▶ REQUIREMENT 1: Rewrite the module plan from "My work for" to "Assignment 5 below.", replacing "bricolage" with "patchwork".
▶ REQUIREMENT 2: According to the module plan, why is a key focus of the module on simple graphics and animation? Answer in one to three sentences.
▶ REQUIREMENT 3: Extend the module plan from the point where it stops.

The module responds to a professional need to develop digital and on-line ways of working because earlier allergy and breathing problem caused by air pollution and cleaning products/insecticides have now become much more restrictive on my travel abroad. There are a number of related challenges I need to bear in mind that may require further adjustments as I proceed:
- I will have to develop ways of working digitally while continuing to manage my long-term RSI. This means that a key focus of this module is on simple graphics and animation and exploring a range of software to develop the most RSI-friendly integrated way of working. I will need to build my skills over time, and my style will need to bear these limitations in mind, particularly during the learning curve.
- Travelling to Asia and Africa will not be possible in the time-frame of this module so I am dependent on on-line feedback from colleagues and English-speaking friends in communities. I cannot predict how reliable/extensive this will be.
My work for this module focuses on my own visual ’empowerment translation’ innovation, using community empowerment drawings for advocacy as primary sources. Research on other artists and illustrators in driven by this in an emergent and contingent ‘bricolage’ manner. The visual work – translations and interactive info-graphics – will be brought together in the ‘on-line interactive empowerment experience’ produced in Assignment 5 below.
Given my need to focus, and also get feedback on my visual work from people in projects on the ground, following Assignment 2, I decided to wait for final confirmation of a consultancy contract with Oxfam Novib to produce visual resources on leadership and movement-building for a project to change attitudes and practices around child marriage in Mali, Niger and Pakistan with later expansion to India and Bangladesh. make concepts of leadership my main focus in order to get buy-in to provide feedback. Because of delays in the project because of a worsening security and visa situation in all three countries, and other logistical reasons on the ground, that confirmation did not come until late December and my work was then further delayed until end of January and contact with people on the ground in early March. Meanwhile I proceeded with my work on the other Advanced Practice module. By March I also had another contract with IFAD for Nepal and Kyrgyzstan that potentially provided further opportunities for dissemination and feedback from colleagues.

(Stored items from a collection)
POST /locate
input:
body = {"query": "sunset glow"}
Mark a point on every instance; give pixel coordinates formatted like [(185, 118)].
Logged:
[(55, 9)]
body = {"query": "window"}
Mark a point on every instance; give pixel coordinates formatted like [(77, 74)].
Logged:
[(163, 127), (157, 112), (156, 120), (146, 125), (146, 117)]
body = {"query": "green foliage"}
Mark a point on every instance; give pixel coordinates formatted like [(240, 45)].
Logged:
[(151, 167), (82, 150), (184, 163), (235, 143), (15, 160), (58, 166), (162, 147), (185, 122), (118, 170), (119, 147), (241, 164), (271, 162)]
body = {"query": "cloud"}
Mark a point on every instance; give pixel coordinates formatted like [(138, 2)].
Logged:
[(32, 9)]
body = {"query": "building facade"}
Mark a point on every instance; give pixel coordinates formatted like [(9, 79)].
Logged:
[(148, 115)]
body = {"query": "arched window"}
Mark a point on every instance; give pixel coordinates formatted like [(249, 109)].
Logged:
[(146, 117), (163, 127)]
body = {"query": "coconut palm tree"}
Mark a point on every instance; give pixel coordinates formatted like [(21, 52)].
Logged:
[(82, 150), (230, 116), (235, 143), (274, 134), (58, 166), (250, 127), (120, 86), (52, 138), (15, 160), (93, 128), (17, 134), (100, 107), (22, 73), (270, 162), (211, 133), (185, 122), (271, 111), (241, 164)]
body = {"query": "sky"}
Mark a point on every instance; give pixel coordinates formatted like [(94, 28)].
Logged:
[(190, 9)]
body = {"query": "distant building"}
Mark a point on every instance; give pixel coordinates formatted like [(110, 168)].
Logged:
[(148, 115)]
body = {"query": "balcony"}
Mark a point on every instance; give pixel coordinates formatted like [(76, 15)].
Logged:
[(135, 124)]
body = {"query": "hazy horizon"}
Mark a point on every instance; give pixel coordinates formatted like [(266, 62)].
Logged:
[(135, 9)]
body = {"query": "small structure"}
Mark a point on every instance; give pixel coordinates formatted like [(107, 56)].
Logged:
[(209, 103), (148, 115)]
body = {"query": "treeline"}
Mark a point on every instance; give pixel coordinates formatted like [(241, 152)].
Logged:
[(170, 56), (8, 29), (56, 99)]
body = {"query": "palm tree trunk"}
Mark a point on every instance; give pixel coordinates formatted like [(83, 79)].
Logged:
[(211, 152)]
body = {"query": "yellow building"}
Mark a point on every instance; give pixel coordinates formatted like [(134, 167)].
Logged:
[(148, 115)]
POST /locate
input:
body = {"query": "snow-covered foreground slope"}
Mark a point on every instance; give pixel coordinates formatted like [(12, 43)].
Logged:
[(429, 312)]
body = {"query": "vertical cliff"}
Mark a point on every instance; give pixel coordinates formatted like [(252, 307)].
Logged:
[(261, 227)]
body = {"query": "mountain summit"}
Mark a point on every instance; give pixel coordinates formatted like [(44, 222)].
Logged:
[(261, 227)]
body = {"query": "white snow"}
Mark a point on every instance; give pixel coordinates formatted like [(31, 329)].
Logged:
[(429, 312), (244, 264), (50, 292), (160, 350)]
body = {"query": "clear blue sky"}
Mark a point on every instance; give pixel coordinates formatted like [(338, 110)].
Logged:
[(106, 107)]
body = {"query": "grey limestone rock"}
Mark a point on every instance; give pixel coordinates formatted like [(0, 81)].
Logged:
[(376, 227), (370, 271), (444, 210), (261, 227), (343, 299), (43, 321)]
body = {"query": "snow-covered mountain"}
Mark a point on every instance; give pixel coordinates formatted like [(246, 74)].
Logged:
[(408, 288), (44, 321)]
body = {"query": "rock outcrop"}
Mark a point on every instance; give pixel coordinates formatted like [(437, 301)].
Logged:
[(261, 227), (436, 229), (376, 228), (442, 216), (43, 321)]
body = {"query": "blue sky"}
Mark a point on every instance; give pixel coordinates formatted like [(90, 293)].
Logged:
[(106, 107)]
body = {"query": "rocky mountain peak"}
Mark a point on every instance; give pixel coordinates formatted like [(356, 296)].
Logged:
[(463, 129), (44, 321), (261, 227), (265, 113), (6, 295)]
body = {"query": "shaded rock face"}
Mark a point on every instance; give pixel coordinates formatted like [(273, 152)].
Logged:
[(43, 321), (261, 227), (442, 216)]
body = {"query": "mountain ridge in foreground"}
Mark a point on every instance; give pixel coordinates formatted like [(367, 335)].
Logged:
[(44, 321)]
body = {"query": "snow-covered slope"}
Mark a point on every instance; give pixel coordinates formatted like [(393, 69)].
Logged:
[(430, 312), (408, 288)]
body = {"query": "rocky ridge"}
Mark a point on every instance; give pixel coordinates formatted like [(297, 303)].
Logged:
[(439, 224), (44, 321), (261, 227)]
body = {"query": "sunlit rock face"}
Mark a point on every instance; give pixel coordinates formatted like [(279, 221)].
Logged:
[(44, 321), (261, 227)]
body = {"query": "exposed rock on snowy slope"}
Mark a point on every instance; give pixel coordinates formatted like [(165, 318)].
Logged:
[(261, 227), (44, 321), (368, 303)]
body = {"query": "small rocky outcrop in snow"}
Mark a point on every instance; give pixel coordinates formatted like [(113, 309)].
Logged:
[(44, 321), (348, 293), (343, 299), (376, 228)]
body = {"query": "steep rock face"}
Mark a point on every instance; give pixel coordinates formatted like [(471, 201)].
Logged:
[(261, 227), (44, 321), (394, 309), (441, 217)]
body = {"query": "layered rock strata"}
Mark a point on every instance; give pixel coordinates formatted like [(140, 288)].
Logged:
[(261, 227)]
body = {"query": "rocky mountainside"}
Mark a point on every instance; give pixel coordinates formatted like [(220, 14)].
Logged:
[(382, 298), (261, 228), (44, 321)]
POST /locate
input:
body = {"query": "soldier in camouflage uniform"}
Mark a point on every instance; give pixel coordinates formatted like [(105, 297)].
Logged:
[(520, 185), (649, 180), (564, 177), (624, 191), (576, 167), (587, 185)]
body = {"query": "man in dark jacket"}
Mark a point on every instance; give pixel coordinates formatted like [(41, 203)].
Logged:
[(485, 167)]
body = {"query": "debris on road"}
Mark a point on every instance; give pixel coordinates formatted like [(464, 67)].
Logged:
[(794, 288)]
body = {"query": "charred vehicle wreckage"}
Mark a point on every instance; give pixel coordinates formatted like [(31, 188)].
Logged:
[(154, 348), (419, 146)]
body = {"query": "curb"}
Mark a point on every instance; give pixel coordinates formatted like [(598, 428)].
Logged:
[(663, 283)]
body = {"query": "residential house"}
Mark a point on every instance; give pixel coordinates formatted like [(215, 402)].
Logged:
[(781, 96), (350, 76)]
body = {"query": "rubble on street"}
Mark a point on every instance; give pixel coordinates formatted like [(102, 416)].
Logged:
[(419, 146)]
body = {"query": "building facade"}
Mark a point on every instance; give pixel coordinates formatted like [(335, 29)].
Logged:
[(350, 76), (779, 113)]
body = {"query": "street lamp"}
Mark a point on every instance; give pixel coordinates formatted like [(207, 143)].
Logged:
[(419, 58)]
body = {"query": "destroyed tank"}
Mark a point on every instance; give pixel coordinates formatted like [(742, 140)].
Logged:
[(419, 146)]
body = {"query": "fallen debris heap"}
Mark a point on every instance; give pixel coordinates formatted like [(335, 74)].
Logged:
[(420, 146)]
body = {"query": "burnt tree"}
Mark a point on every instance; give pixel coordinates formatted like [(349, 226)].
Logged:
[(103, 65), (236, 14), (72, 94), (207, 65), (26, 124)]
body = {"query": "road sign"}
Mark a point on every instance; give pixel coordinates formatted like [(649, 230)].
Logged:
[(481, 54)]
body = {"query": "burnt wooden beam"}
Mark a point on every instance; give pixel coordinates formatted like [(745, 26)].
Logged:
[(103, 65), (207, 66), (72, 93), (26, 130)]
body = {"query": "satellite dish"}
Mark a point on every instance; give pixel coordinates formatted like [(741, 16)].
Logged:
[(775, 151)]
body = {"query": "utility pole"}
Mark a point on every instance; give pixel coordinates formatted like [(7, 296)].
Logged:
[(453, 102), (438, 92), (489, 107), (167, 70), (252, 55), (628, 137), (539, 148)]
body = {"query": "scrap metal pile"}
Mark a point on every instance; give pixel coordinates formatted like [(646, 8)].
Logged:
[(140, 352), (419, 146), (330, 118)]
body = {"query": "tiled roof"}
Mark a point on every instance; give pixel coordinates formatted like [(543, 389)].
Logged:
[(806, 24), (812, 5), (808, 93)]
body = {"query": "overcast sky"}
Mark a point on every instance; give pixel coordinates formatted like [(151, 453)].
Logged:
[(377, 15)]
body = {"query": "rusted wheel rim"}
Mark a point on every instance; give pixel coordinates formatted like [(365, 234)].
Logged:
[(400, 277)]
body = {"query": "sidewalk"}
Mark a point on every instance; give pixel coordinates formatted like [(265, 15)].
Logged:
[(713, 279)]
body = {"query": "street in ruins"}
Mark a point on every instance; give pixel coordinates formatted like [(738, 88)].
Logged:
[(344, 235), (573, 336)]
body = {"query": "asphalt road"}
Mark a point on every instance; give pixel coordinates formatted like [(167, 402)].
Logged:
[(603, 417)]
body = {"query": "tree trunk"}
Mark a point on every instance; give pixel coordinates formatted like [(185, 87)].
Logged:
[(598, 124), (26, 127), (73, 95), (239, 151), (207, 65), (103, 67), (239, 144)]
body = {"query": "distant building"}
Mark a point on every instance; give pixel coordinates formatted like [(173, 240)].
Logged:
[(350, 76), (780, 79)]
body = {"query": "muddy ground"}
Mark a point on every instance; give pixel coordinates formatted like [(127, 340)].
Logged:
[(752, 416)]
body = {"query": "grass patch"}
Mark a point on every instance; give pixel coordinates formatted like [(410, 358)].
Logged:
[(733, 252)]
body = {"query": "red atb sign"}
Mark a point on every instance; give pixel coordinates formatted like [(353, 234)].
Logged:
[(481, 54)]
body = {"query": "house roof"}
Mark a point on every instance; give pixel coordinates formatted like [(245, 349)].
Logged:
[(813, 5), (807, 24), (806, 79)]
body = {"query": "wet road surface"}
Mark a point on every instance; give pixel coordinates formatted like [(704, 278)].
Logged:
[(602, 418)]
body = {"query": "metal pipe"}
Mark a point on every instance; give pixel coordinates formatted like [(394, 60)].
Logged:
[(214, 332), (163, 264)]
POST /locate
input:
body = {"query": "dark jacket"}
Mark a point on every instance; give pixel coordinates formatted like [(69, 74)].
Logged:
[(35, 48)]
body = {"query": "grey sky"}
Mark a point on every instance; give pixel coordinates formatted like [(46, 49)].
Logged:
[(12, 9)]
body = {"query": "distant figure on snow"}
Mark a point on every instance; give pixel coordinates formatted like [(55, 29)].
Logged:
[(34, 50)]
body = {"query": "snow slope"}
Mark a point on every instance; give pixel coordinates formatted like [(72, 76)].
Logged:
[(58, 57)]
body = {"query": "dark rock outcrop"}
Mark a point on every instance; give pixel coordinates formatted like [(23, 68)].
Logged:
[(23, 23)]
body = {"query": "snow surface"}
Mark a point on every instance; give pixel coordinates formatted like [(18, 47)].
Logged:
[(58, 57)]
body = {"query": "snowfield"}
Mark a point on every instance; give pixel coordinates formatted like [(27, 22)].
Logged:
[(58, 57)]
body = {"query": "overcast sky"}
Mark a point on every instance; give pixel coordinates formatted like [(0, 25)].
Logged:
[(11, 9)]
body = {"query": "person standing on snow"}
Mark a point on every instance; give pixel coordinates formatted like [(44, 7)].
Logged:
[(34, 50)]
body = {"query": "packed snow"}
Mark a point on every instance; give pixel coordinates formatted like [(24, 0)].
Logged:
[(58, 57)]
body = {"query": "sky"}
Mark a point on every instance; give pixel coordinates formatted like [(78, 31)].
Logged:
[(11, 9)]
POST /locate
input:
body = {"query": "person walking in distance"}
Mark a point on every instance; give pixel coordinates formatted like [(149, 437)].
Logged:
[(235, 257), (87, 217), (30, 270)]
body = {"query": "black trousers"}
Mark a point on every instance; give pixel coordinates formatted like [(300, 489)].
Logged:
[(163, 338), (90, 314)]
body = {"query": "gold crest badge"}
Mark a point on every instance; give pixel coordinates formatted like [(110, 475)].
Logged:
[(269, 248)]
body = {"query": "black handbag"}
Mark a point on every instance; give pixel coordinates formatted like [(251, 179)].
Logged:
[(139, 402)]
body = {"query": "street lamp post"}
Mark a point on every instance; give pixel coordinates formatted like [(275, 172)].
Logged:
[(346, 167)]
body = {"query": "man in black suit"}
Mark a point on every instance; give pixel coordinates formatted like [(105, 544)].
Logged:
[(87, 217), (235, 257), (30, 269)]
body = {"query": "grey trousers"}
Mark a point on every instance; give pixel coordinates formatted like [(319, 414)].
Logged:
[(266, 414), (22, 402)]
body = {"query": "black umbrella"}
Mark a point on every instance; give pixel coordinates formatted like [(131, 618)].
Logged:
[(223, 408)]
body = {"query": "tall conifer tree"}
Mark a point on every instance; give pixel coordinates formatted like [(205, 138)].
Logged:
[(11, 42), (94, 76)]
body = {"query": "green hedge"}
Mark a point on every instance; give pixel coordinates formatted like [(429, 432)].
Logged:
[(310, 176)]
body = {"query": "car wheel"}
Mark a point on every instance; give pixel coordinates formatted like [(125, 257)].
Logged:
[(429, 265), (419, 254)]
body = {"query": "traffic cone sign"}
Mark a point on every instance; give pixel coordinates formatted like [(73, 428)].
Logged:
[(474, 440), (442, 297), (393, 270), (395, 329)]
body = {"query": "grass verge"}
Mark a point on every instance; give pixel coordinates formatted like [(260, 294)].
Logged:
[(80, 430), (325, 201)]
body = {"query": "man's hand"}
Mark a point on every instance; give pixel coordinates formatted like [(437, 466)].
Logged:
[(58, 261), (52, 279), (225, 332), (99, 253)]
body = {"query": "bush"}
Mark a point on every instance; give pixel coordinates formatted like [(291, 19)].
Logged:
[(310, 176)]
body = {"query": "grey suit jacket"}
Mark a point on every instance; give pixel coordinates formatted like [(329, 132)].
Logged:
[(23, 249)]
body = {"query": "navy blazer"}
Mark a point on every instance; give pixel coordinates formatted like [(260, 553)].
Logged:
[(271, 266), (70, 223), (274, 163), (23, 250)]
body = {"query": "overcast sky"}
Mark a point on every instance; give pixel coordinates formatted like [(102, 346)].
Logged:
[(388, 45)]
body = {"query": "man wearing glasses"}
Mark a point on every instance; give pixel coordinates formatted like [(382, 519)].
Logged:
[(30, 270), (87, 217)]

▶ WRITTEN ANSWER 1:
My work for this module focuses on my own visual ’empowerment translation’ innovation, using community empowerment drawings for advocacy as primary sources. Research on other artists and illustrators in driven by this in an emergent and contingent ‘patchwork’ manner. The visual work – translations and interactive info-graphics – will be brought together in the ‘on-line interactive empowerment experience’ produced in Assignment 5 below.

▶ WRITTEN ANSWER 2: The writer has to develop digital ways of working while still managing long-term RSI. Focusing on simple graphics and animation, and trying out a range of software, is meant to find the most RSI-friendly integrated way of working.

▶ WRITTEN ANSWER 3:
But once the project started then this provides a coherent basis to provide concrete focus to make my research more manageable and also have a practical use for the visual work itself. On the other hand tight deadlines and work pressures meant RSI would have to be very carefully managed, limiting my digital work on pc in this module at least in the short term. I addressed this through focusing on iPad animation as outlined above.
Broadening conceptual focus: the main focus on empowerment and gender remains, but I added visual resources from Tanzania on leadership and movement-building for the Oxfam Novib project. Partly also because I started to have some very clear ideas about story-line and humorous use of Toontastic as a very different translation style that is quite RSI-friendly.
Visual work 1: review of primary sources – exploratory/emergent
In Assignment 1 I did a preliminary review of primary source material from community participatory workshops and development agencies. This primary source review will be further developed as I progress through the translation experiments, annotated in sketchlogs and summarised in linked blog posts as relevant to my innovation work.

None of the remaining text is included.